* [Your objective]:
Go through the entries below and count the lines holding the word "white". Reply with only the number, please.

* [Recorded information]:
■ ■ ■

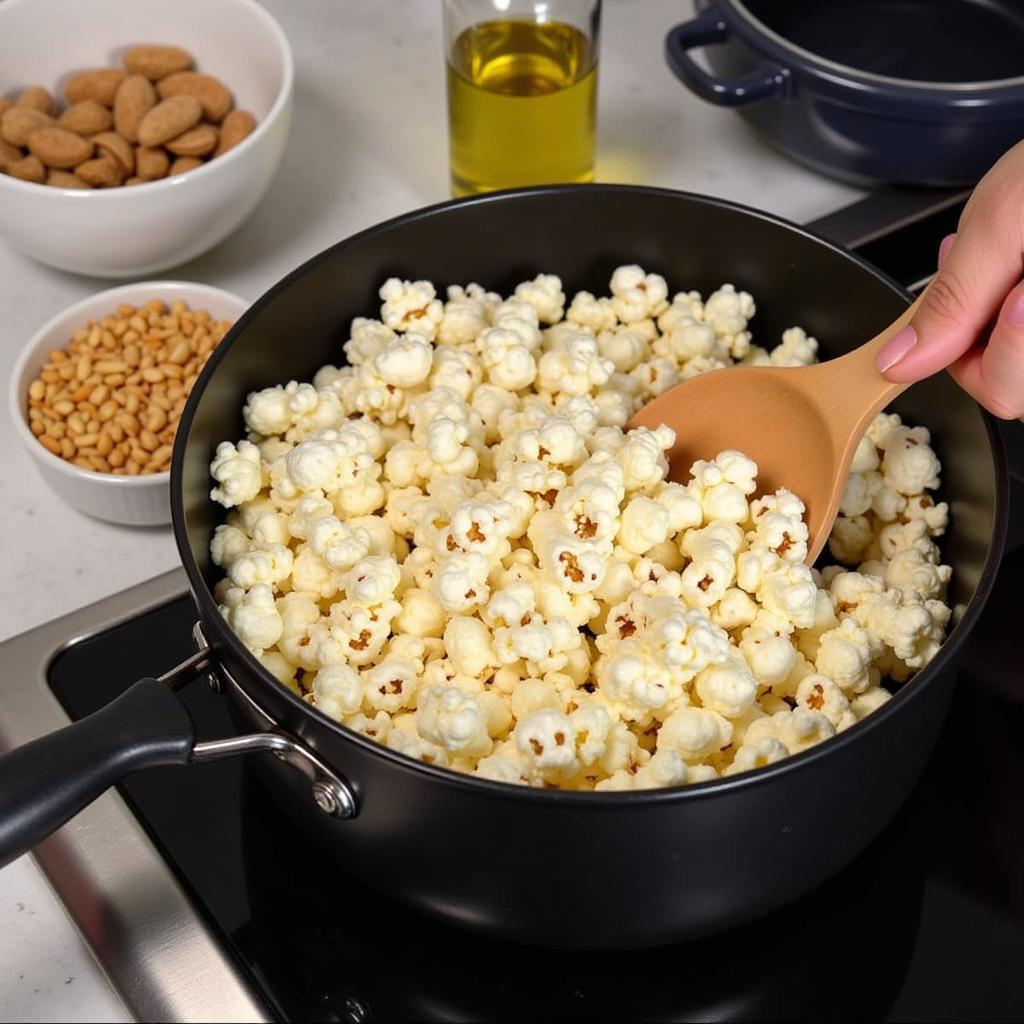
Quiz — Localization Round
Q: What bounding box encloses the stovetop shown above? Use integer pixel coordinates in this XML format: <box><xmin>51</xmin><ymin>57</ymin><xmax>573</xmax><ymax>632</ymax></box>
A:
<box><xmin>3</xmin><ymin>188</ymin><xmax>1024</xmax><ymax>1023</ymax></box>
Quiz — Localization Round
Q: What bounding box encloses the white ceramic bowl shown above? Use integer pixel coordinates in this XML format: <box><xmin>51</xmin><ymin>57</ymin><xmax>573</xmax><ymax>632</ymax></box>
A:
<box><xmin>0</xmin><ymin>0</ymin><xmax>293</xmax><ymax>277</ymax></box>
<box><xmin>10</xmin><ymin>281</ymin><xmax>248</xmax><ymax>526</ymax></box>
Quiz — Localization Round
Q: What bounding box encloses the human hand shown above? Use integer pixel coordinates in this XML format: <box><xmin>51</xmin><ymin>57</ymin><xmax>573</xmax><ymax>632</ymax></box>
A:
<box><xmin>875</xmin><ymin>139</ymin><xmax>1024</xmax><ymax>420</ymax></box>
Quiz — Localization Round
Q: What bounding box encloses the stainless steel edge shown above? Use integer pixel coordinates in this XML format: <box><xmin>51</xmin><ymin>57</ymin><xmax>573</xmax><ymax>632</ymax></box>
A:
<box><xmin>805</xmin><ymin>186</ymin><xmax>970</xmax><ymax>250</ymax></box>
<box><xmin>0</xmin><ymin>569</ymin><xmax>272</xmax><ymax>1024</ymax></box>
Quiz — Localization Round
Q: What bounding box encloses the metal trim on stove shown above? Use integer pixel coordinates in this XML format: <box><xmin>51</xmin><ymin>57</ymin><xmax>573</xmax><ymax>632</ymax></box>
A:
<box><xmin>0</xmin><ymin>570</ymin><xmax>273</xmax><ymax>1024</ymax></box>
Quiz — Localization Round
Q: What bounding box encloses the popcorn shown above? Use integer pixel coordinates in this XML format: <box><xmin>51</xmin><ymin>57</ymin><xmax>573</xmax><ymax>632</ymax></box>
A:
<box><xmin>567</xmin><ymin>290</ymin><xmax>617</xmax><ymax>334</ymax></box>
<box><xmin>344</xmin><ymin>555</ymin><xmax>401</xmax><ymax>607</ymax></box>
<box><xmin>795</xmin><ymin>673</ymin><xmax>855</xmax><ymax>730</ymax></box>
<box><xmin>429</xmin><ymin>346</ymin><xmax>482</xmax><ymax>400</ymax></box>
<box><xmin>616</xmin><ymin>495</ymin><xmax>671</xmax><ymax>555</ymax></box>
<box><xmin>703</xmin><ymin>284</ymin><xmax>755</xmax><ymax>347</ymax></box>
<box><xmin>610</xmin><ymin>265</ymin><xmax>670</xmax><ymax>323</ymax></box>
<box><xmin>219</xmin><ymin>584</ymin><xmax>282</xmax><ymax>653</ymax></box>
<box><xmin>432</xmin><ymin>551</ymin><xmax>491</xmax><ymax>613</ymax></box>
<box><xmin>724</xmin><ymin>736</ymin><xmax>788</xmax><ymax>776</ymax></box>
<box><xmin>630</xmin><ymin>357</ymin><xmax>680</xmax><ymax>399</ymax></box>
<box><xmin>211</xmin><ymin>523</ymin><xmax>251</xmax><ymax>568</ymax></box>
<box><xmin>211</xmin><ymin>268</ymin><xmax>951</xmax><ymax>789</ymax></box>
<box><xmin>379</xmin><ymin>278</ymin><xmax>444</xmax><ymax>339</ymax></box>
<box><xmin>813</xmin><ymin>618</ymin><xmax>874</xmax><ymax>694</ymax></box>
<box><xmin>477</xmin><ymin>324</ymin><xmax>538</xmax><ymax>391</ymax></box>
<box><xmin>210</xmin><ymin>440</ymin><xmax>263</xmax><ymax>508</ymax></box>
<box><xmin>744</xmin><ymin>708</ymin><xmax>835</xmax><ymax>754</ymax></box>
<box><xmin>536</xmin><ymin>333</ymin><xmax>614</xmax><ymax>397</ymax></box>
<box><xmin>769</xmin><ymin>326</ymin><xmax>818</xmax><ymax>366</ymax></box>
<box><xmin>372</xmin><ymin>334</ymin><xmax>435</xmax><ymax>388</ymax></box>
<box><xmin>695</xmin><ymin>659</ymin><xmax>758</xmax><ymax>718</ymax></box>
<box><xmin>748</xmin><ymin>489</ymin><xmax>809</xmax><ymax>562</ymax></box>
<box><xmin>438</xmin><ymin>292</ymin><xmax>489</xmax><ymax>348</ymax></box>
<box><xmin>228</xmin><ymin>544</ymin><xmax>294</xmax><ymax>590</ymax></box>
<box><xmin>658</xmin><ymin>707</ymin><xmax>733</xmax><ymax>763</ymax></box>
<box><xmin>514</xmin><ymin>708</ymin><xmax>578</xmax><ymax>775</ymax></box>
<box><xmin>363</xmin><ymin>658</ymin><xmax>421</xmax><ymax>714</ymax></box>
<box><xmin>342</xmin><ymin>318</ymin><xmax>397</xmax><ymax>366</ymax></box>
<box><xmin>310</xmin><ymin>663</ymin><xmax>364</xmax><ymax>722</ymax></box>
<box><xmin>514</xmin><ymin>273</ymin><xmax>565</xmax><ymax>324</ymax></box>
<box><xmin>879</xmin><ymin>425</ymin><xmax>941</xmax><ymax>496</ymax></box>
<box><xmin>416</xmin><ymin>685</ymin><xmax>492</xmax><ymax>758</ymax></box>
<box><xmin>616</xmin><ymin>425</ymin><xmax>674</xmax><ymax>492</ymax></box>
<box><xmin>443</xmin><ymin>615</ymin><xmax>497</xmax><ymax>677</ymax></box>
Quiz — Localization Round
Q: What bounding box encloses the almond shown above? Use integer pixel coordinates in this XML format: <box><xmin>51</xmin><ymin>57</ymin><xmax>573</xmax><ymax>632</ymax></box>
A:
<box><xmin>47</xmin><ymin>169</ymin><xmax>91</xmax><ymax>190</ymax></box>
<box><xmin>58</xmin><ymin>100</ymin><xmax>113</xmax><ymax>136</ymax></box>
<box><xmin>1</xmin><ymin>106</ymin><xmax>53</xmax><ymax>147</ymax></box>
<box><xmin>92</xmin><ymin>131</ymin><xmax>134</xmax><ymax>174</ymax></box>
<box><xmin>137</xmin><ymin>95</ymin><xmax>202</xmax><ymax>147</ymax></box>
<box><xmin>17</xmin><ymin>86</ymin><xmax>54</xmax><ymax>115</ymax></box>
<box><xmin>166</xmin><ymin>122</ymin><xmax>218</xmax><ymax>157</ymax></box>
<box><xmin>123</xmin><ymin>45</ymin><xmax>193</xmax><ymax>81</ymax></box>
<box><xmin>156</xmin><ymin>72</ymin><xmax>232</xmax><ymax>123</ymax></box>
<box><xmin>28</xmin><ymin>126</ymin><xmax>94</xmax><ymax>169</ymax></box>
<box><xmin>74</xmin><ymin>154</ymin><xmax>124</xmax><ymax>188</ymax></box>
<box><xmin>168</xmin><ymin>155</ymin><xmax>202</xmax><ymax>177</ymax></box>
<box><xmin>214</xmin><ymin>109</ymin><xmax>256</xmax><ymax>157</ymax></box>
<box><xmin>134</xmin><ymin>145</ymin><xmax>170</xmax><ymax>180</ymax></box>
<box><xmin>8</xmin><ymin>154</ymin><xmax>45</xmax><ymax>183</ymax></box>
<box><xmin>113</xmin><ymin>75</ymin><xmax>157</xmax><ymax>143</ymax></box>
<box><xmin>0</xmin><ymin>138</ymin><xmax>22</xmax><ymax>172</ymax></box>
<box><xmin>65</xmin><ymin>69</ymin><xmax>125</xmax><ymax>107</ymax></box>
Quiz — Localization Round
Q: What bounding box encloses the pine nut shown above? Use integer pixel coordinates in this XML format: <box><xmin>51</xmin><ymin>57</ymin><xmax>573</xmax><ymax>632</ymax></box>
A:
<box><xmin>150</xmin><ymin>444</ymin><xmax>173</xmax><ymax>468</ymax></box>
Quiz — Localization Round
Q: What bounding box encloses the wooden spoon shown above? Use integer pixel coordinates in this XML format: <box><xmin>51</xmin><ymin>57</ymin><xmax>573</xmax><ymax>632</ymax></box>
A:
<box><xmin>628</xmin><ymin>293</ymin><xmax>924</xmax><ymax>564</ymax></box>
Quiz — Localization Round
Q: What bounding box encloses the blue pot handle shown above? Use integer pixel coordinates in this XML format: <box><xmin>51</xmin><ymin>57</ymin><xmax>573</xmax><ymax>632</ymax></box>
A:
<box><xmin>665</xmin><ymin>5</ymin><xmax>789</xmax><ymax>107</ymax></box>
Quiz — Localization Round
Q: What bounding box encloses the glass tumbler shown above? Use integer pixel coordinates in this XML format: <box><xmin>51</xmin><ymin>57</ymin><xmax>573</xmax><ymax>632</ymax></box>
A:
<box><xmin>443</xmin><ymin>0</ymin><xmax>601</xmax><ymax>197</ymax></box>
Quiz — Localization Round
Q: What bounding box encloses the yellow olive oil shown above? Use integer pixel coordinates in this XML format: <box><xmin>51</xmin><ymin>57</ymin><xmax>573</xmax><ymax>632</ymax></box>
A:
<box><xmin>447</xmin><ymin>18</ymin><xmax>597</xmax><ymax>196</ymax></box>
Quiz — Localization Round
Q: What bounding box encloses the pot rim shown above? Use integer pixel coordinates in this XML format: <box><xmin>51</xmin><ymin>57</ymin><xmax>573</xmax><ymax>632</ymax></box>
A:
<box><xmin>172</xmin><ymin>183</ymin><xmax>1010</xmax><ymax>808</ymax></box>
<box><xmin>723</xmin><ymin>0</ymin><xmax>1024</xmax><ymax>95</ymax></box>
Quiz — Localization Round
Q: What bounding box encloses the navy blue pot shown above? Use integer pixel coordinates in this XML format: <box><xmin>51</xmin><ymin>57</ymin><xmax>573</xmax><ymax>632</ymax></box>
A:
<box><xmin>666</xmin><ymin>0</ymin><xmax>1024</xmax><ymax>187</ymax></box>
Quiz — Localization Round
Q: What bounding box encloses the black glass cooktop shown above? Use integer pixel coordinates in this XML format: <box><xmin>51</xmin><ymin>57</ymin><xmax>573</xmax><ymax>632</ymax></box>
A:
<box><xmin>45</xmin><ymin>192</ymin><xmax>1024</xmax><ymax>1022</ymax></box>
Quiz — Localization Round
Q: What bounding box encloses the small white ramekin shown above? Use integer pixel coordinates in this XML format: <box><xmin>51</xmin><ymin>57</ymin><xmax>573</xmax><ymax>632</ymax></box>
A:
<box><xmin>9</xmin><ymin>281</ymin><xmax>248</xmax><ymax>527</ymax></box>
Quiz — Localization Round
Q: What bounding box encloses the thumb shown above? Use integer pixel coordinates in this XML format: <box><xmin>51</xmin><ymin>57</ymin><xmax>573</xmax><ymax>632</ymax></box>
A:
<box><xmin>877</xmin><ymin>216</ymin><xmax>1023</xmax><ymax>384</ymax></box>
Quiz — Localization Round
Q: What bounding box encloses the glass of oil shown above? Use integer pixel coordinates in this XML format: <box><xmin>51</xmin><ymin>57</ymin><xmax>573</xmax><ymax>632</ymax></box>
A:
<box><xmin>444</xmin><ymin>0</ymin><xmax>601</xmax><ymax>196</ymax></box>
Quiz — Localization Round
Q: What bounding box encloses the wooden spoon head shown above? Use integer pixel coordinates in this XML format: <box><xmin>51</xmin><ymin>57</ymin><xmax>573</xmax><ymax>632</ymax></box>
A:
<box><xmin>628</xmin><ymin>365</ymin><xmax>845</xmax><ymax>564</ymax></box>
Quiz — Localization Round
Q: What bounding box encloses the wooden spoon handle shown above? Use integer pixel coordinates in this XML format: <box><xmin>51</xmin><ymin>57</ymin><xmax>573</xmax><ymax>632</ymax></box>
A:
<box><xmin>817</xmin><ymin>291</ymin><xmax>926</xmax><ymax>441</ymax></box>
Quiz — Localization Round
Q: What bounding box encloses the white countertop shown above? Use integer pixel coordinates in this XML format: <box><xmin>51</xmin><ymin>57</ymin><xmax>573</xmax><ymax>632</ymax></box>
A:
<box><xmin>0</xmin><ymin>1</ymin><xmax>862</xmax><ymax>1020</ymax></box>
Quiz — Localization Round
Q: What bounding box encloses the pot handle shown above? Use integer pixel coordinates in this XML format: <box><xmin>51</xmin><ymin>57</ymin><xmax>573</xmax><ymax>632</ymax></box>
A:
<box><xmin>0</xmin><ymin>625</ymin><xmax>358</xmax><ymax>870</ymax></box>
<box><xmin>0</xmin><ymin>677</ymin><xmax>194</xmax><ymax>870</ymax></box>
<box><xmin>665</xmin><ymin>5</ymin><xmax>788</xmax><ymax>107</ymax></box>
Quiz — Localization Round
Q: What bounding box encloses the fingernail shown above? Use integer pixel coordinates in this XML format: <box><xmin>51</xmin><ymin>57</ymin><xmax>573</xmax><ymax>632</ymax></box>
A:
<box><xmin>875</xmin><ymin>325</ymin><xmax>918</xmax><ymax>373</ymax></box>
<box><xmin>938</xmin><ymin>233</ymin><xmax>957</xmax><ymax>267</ymax></box>
<box><xmin>1007</xmin><ymin>290</ymin><xmax>1024</xmax><ymax>327</ymax></box>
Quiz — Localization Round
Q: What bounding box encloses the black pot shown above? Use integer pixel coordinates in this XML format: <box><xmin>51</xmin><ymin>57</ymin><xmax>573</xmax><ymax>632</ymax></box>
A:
<box><xmin>666</xmin><ymin>0</ymin><xmax>1024</xmax><ymax>187</ymax></box>
<box><xmin>0</xmin><ymin>186</ymin><xmax>1008</xmax><ymax>949</ymax></box>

■ ■ ■

* [Expected answer]:
3